● Texto mostrado:
En esta ciudad sin nombre encontramos a un niño ciego, ciego de mente, demente de niño, que miente de niño y hereda algún vicio. En una hacienda a las afueras aprende el negocio, que no el oficio, afina su ojo ciego y el otro malherido. En esta ciudad sin nombre ocupa en sigilo un sitio, no el suyo por derecho pero sí por su precipicio. El niño es ciego pero en el negocio vivo, y crece en su despacho como crece su capricho. Su gesto es incólume como retorcido su físico. Despista a los contrarios y atrae a los sibilinos, amenaza a los opuestos y convence a los patricios. Mientras su retina se retuerce su niña encandila al plebiscito. Y como quiera un artista para su cancela, en vez de un sereno con oficio, pide a su padre y suplica durante un trienio un cantante divino. Y éste se lo trae, será por dinero, y el niño ciego disfruta con el voceras cetrino, atiplado en el cante y el llanto pero cancerbero impedido. Las noches de desatino se suceden y en casa les roban las uvas y el vino. Pero el niño tiene su capricho y su voluntad ha vencido.
No habiendo aprendido de ésa, reincide con otras figuras, pero me remito a la última, por ser de libro. En esta ciudad sin nombre hay Ferraris, Volkswagens y otros sencillos, pero él se ha encaprichado de un Polo, para más señas un Coupet amarillo. Tiene demasiados años, nunca ha dado un gran servicio, pero es de los grandes misterios que nos depara el destino: aún sigue matriculado, y es una ganga en activo. Lo muestran en la feria de junio y no hace más que pegar berridos. Pero de nuevo se encapricha el ciego que ya no tiene padre que se gaste el parné en sus vicios, y se encarga de encargar a un tuerto una ración de coche bonito. Ya nadie sospecha del nuevo, tantos han sido los monstruos acaecidos, y éste arrenda el desvencejo, que resulta ser un Cabrio raído. Y así quiere el ciego que conduzca el personal las noches de hastío, con un Polo Coupet que es cabrio viejo, y que te deja las noches al frío.
A ver cuánto dura la duda, que cuanto más dura más dura.

● Datos mostrados:
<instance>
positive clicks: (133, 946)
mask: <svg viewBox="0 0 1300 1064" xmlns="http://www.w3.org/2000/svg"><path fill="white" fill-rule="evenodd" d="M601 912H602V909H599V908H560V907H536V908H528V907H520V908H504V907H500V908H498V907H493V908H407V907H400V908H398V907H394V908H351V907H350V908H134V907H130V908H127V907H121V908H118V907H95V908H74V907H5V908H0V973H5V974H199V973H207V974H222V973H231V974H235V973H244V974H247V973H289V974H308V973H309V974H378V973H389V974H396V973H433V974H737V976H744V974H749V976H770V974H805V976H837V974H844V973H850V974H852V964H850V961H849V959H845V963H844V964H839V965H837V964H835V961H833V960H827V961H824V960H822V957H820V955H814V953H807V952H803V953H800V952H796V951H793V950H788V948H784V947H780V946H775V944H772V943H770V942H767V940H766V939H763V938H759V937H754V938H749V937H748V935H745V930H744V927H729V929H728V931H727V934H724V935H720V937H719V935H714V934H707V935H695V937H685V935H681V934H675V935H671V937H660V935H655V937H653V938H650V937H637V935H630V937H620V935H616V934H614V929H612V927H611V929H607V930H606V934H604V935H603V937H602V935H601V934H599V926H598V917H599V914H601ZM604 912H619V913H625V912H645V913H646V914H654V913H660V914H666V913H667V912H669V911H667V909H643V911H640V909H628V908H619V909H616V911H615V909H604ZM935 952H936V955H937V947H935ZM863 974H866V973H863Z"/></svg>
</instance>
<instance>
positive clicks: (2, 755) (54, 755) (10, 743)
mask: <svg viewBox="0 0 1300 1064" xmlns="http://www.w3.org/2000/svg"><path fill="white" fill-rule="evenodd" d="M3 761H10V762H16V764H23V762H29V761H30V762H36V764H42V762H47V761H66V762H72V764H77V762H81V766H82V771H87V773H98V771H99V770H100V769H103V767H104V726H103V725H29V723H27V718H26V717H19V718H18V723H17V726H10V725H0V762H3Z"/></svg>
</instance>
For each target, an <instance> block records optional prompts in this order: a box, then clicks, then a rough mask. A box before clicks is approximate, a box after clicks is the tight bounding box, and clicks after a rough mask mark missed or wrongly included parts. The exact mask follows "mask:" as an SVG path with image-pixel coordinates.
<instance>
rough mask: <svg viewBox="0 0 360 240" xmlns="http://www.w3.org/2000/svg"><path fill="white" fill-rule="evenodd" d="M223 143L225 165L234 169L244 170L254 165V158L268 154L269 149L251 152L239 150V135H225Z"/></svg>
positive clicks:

● Sobre la tarea: La oración del texto sobre el niño ciego que comienza con «Despista a los contrarios» nombra varios grupos de personas. Enumera cada grupo con el verbo que indica qué hace el niño con él.

● Respuesta:
- Los contrarios: los despista.
- Los sibilinos: los atrae.
- Los opuestos: los amenaza.
- Los patricios: los convence.